**Record extracts**
· · · ·

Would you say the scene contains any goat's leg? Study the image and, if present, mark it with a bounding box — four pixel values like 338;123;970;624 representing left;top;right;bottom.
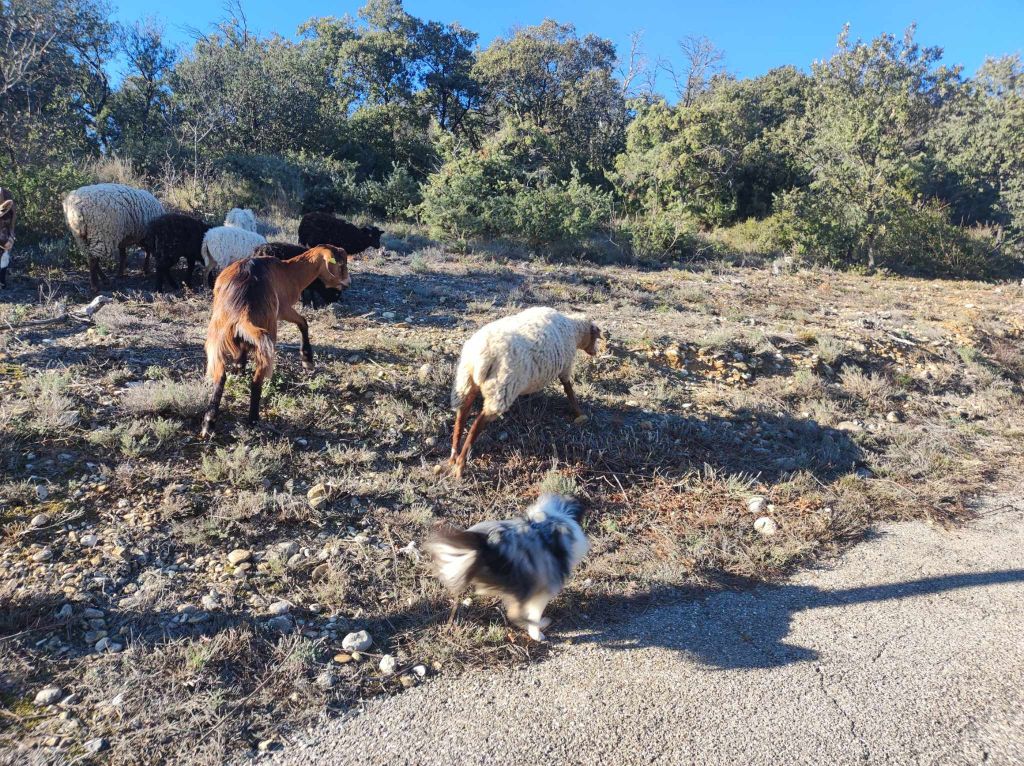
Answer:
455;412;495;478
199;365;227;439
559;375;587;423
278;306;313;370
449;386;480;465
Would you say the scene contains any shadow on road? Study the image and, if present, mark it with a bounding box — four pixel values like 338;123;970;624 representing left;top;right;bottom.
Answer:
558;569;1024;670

· · · ·

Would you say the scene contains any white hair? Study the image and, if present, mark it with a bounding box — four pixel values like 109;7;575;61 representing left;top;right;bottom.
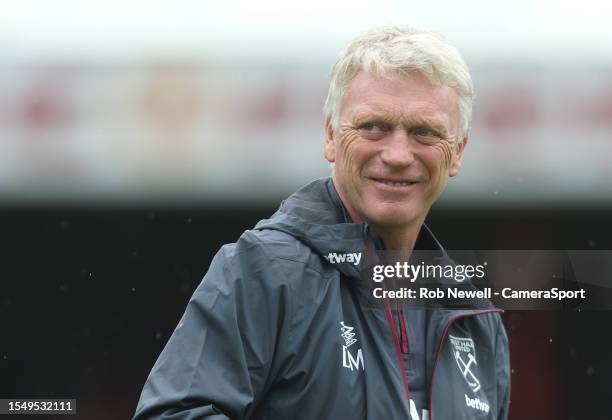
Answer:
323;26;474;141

· · · ·

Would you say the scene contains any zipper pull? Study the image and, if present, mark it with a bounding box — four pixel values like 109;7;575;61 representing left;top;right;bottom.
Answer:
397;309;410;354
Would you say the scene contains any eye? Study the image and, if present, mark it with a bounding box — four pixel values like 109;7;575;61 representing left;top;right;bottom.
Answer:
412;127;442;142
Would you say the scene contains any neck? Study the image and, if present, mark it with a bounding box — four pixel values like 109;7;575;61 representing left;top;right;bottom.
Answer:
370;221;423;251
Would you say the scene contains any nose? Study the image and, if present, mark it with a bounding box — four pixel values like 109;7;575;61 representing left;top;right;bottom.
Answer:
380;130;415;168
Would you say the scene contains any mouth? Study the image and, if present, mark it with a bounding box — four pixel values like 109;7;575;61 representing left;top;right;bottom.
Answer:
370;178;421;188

· · · ·

**The request**
Could you write out the records above, starting at the line containing "Would you say the scene contains any goat's" and ending at the line containing "558;569;1024;670", with "scene" swapped for "photo" and nothing else changed, leaving the pictures out?

**Output of the exercise**
Would you say the photo contains any goat's leg? Study the image and, if present, mark it with a bounding box — four pixel values like 338;123;970;624 representing left;top;right;bottom.
Answer:
455;412;495;478
199;365;227;439
559;375;587;423
278;306;313;370
449;386;480;465
Would you say the photo contains any shadow on road? Study the image and, if present, mark it with a bounding box — four pixel values like 338;123;970;624 representing left;top;right;bottom.
Answer:
558;569;1024;670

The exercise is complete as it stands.